◆ **Collected entries of data**
[start]
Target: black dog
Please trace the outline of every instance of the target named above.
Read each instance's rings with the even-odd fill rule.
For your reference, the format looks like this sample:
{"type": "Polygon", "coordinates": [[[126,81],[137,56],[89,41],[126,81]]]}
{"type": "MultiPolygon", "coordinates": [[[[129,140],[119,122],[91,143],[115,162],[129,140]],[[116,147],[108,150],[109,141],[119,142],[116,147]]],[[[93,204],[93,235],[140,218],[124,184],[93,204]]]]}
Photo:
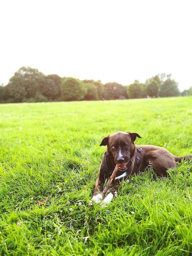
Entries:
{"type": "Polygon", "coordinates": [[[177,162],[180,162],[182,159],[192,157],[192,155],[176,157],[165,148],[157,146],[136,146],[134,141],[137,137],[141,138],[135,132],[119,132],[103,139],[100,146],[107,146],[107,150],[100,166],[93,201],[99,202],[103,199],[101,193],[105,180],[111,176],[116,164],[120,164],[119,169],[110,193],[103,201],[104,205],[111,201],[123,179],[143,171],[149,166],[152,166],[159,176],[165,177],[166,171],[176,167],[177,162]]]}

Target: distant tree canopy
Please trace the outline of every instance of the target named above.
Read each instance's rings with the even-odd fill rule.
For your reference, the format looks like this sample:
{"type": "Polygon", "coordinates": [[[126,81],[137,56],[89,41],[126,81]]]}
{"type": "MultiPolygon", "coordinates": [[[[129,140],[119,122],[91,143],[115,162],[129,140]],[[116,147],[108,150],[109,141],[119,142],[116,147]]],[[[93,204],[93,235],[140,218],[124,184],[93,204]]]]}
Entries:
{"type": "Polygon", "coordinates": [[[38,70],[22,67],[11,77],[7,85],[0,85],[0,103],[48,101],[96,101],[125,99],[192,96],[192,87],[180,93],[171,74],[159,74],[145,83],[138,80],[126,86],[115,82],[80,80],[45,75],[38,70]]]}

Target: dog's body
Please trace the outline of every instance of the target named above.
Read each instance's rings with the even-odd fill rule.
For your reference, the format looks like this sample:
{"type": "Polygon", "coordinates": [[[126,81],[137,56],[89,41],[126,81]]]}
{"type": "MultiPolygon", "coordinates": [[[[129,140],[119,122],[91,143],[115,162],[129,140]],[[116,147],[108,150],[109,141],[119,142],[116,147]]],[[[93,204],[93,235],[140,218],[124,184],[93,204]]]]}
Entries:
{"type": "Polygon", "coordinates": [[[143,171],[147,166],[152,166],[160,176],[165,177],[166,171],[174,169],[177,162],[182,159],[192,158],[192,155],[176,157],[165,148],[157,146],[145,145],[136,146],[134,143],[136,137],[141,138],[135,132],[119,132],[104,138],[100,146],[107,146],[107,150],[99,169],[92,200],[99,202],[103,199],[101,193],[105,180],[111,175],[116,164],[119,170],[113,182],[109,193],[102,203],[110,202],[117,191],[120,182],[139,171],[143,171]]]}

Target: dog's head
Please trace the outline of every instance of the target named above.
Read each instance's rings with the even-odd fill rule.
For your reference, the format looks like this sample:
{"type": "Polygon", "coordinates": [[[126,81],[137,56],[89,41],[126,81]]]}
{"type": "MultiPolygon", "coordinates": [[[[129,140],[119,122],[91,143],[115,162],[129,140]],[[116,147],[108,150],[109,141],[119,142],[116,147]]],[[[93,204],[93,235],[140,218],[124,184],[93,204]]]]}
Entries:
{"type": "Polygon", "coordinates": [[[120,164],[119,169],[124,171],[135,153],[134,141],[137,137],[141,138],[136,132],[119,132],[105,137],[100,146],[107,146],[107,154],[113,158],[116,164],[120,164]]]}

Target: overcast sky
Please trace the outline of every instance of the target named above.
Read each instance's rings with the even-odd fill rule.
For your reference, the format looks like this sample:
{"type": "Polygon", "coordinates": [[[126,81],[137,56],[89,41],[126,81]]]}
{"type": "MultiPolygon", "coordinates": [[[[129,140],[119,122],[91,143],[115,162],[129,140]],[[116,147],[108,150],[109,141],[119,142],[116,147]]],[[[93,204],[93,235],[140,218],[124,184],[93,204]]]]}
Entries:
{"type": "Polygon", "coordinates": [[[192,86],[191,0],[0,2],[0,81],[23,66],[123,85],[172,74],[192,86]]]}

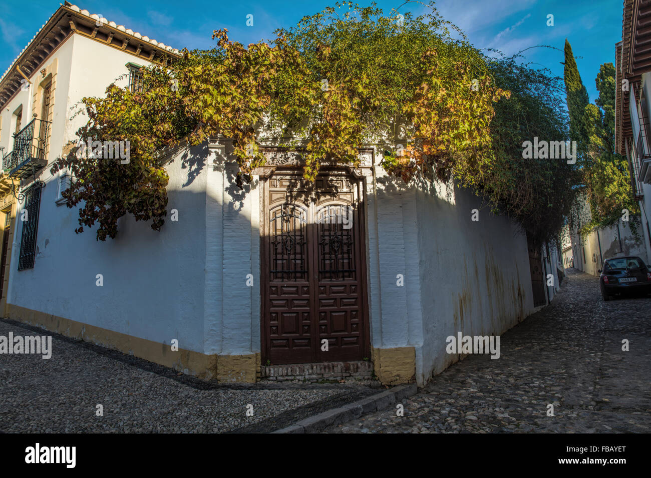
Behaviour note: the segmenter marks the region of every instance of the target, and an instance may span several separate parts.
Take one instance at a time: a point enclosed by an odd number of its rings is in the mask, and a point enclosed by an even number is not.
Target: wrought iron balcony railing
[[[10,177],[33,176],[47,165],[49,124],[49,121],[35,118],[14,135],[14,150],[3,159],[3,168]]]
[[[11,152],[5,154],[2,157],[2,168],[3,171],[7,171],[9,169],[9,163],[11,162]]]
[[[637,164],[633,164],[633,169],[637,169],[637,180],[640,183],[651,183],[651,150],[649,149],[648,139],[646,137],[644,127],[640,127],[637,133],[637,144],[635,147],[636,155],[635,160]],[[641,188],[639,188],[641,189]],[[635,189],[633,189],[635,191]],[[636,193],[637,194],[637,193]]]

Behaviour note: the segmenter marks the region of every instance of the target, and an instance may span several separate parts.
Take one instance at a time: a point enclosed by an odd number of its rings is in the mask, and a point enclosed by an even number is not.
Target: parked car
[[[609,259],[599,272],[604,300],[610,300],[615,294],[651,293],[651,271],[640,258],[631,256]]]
[end]
[start]
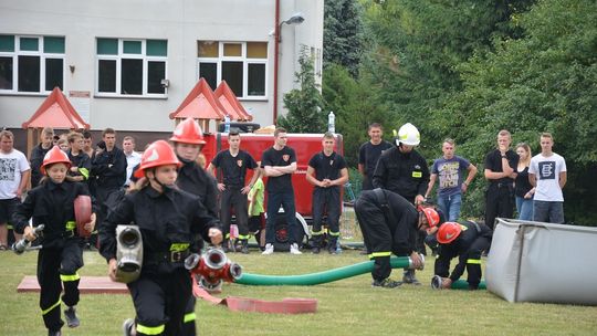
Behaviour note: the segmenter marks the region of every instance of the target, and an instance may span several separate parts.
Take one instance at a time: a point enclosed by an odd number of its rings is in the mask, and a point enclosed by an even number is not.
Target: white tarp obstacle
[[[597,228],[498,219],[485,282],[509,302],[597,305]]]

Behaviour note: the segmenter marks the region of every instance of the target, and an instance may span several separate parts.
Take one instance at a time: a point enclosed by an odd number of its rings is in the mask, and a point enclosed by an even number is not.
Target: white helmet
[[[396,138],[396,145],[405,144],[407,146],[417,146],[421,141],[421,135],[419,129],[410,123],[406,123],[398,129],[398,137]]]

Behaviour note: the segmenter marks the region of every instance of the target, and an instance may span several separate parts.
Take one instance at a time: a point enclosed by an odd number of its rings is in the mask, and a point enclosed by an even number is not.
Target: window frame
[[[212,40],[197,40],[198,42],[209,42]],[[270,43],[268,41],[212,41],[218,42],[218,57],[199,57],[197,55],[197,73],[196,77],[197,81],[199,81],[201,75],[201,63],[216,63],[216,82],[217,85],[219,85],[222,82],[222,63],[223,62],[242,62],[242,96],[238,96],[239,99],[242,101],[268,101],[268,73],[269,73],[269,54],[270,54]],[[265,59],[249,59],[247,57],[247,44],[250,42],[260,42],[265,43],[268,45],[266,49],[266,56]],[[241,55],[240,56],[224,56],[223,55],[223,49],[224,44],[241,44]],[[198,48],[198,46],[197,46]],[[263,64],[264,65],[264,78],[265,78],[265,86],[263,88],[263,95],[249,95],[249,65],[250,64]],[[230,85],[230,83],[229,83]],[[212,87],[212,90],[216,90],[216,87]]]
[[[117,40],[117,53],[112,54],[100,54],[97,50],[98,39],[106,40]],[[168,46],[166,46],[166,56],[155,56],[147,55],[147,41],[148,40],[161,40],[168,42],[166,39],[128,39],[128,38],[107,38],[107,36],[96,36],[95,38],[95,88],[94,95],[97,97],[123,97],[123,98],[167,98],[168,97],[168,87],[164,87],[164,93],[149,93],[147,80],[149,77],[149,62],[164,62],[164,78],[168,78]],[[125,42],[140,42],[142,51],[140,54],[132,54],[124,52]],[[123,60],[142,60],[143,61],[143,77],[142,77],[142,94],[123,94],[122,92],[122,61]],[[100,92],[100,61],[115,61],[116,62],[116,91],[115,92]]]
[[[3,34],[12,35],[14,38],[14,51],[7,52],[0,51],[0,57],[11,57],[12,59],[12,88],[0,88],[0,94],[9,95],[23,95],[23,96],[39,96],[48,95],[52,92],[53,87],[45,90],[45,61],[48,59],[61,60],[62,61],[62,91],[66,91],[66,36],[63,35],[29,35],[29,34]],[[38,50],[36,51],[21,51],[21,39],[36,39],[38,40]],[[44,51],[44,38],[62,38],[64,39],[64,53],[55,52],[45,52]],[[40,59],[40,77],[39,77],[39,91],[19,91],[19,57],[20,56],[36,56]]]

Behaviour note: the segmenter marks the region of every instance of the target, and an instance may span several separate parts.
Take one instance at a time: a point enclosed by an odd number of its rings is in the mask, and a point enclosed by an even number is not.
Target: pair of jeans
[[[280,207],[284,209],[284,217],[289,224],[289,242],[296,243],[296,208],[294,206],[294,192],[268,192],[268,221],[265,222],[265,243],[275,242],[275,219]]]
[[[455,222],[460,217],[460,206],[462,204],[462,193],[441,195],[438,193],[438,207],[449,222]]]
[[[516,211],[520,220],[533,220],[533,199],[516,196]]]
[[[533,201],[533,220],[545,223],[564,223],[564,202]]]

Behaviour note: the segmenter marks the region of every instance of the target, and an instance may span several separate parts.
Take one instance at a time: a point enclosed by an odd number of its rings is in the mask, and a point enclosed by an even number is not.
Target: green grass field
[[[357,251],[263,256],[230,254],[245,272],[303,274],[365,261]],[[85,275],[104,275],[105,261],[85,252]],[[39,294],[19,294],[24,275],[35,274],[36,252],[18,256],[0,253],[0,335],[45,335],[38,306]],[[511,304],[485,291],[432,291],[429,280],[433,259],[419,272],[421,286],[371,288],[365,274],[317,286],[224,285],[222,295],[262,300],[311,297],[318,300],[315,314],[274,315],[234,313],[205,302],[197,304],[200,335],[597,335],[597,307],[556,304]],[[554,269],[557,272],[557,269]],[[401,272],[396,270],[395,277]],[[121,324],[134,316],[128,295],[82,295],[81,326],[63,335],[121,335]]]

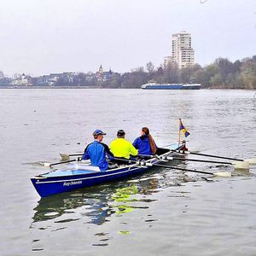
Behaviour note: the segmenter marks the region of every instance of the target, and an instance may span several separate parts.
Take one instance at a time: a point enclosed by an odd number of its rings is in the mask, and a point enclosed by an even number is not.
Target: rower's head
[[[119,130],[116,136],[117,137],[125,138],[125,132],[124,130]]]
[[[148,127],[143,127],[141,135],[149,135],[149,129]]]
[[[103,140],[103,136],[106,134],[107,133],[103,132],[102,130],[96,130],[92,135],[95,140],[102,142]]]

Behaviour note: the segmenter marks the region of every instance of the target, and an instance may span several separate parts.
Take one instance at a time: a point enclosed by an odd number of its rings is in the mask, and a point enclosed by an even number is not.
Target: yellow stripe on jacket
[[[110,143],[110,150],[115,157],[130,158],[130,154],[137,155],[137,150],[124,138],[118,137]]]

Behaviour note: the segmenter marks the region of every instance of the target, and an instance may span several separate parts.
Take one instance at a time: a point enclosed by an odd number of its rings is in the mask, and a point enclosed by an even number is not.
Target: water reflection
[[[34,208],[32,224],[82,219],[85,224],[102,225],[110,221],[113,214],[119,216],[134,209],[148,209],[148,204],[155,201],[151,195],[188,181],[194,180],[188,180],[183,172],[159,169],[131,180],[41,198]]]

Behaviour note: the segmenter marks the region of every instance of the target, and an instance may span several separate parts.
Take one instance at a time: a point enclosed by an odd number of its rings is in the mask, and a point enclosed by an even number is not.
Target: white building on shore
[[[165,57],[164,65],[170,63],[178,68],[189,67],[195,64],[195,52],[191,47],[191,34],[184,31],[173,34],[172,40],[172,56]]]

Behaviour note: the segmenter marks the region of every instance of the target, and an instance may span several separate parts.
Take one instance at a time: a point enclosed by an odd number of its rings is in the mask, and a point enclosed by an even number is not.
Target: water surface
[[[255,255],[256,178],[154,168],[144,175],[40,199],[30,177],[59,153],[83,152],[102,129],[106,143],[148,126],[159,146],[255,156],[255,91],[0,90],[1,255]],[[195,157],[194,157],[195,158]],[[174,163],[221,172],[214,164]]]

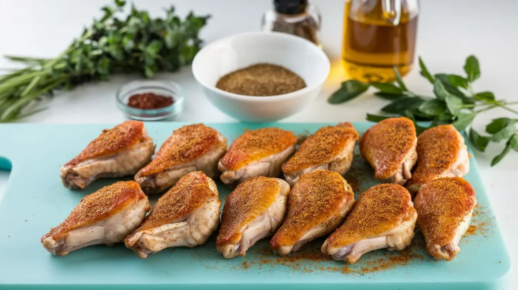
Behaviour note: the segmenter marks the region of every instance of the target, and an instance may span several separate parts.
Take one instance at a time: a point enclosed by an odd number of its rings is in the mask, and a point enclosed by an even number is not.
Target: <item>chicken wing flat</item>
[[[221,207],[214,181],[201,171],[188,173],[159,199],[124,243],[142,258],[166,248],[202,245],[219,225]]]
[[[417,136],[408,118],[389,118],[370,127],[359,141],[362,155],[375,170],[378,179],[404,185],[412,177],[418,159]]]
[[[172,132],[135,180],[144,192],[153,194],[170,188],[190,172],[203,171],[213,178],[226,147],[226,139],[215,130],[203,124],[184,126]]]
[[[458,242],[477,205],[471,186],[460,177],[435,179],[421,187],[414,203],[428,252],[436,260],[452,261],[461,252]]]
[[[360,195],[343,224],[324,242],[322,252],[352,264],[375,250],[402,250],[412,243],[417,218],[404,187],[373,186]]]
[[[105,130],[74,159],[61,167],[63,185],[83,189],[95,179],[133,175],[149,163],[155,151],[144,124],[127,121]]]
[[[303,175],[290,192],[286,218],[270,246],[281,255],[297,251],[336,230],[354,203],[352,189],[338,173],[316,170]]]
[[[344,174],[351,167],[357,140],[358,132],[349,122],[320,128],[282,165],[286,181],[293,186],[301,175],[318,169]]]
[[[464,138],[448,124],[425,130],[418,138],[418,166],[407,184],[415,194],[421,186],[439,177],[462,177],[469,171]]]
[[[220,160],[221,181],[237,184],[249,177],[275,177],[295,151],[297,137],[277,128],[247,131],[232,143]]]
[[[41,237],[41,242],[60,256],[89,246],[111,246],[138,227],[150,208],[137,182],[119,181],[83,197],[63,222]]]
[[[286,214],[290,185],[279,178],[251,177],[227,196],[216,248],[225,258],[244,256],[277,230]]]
[end]
[start]
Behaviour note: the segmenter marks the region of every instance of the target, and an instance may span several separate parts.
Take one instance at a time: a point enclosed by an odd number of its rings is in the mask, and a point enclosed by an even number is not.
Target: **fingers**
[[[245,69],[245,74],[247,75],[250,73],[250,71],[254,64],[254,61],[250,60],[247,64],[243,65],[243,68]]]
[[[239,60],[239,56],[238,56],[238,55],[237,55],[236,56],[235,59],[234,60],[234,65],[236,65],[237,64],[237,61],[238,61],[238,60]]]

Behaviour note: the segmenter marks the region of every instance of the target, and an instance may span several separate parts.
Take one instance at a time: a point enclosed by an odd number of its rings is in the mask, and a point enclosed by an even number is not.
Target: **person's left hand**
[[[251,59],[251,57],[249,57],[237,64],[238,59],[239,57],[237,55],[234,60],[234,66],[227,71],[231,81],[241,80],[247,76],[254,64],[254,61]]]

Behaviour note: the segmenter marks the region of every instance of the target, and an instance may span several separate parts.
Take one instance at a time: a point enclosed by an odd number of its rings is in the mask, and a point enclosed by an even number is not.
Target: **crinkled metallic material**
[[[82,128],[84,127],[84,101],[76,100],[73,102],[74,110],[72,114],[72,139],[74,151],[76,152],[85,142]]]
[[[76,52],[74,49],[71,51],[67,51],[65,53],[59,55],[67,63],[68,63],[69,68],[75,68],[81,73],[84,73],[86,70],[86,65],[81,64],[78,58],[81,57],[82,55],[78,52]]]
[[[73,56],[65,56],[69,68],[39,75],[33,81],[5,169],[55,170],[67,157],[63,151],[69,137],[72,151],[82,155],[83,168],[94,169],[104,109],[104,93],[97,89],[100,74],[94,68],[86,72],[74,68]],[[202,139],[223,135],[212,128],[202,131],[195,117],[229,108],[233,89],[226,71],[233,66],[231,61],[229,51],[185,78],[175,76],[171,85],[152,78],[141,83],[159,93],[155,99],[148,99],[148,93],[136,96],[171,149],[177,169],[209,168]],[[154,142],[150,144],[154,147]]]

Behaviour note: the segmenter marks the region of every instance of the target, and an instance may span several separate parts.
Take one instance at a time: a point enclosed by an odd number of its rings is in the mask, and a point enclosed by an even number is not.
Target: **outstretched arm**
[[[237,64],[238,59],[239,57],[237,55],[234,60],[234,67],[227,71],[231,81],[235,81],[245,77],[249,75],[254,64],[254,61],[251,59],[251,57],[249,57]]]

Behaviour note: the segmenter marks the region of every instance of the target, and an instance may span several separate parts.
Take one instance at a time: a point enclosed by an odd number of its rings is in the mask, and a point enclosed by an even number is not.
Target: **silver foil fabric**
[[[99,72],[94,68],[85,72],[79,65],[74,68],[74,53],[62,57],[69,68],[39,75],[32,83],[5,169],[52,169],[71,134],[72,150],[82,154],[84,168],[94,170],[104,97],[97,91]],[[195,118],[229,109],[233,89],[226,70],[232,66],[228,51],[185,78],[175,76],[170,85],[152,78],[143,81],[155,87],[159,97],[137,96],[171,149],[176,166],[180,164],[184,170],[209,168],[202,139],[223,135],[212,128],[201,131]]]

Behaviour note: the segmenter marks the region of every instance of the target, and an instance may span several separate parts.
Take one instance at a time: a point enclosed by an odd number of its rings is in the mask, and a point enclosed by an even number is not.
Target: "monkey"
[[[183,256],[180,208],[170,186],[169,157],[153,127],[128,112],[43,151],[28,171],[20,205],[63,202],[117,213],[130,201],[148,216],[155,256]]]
[end]
◆ **Aim**
Identify every line above that contains the string "white", with case taken into account, and copy each such line.

◆ **Task response**
Target: white tarp obstacle
Target: white helmet
Target: white building on shore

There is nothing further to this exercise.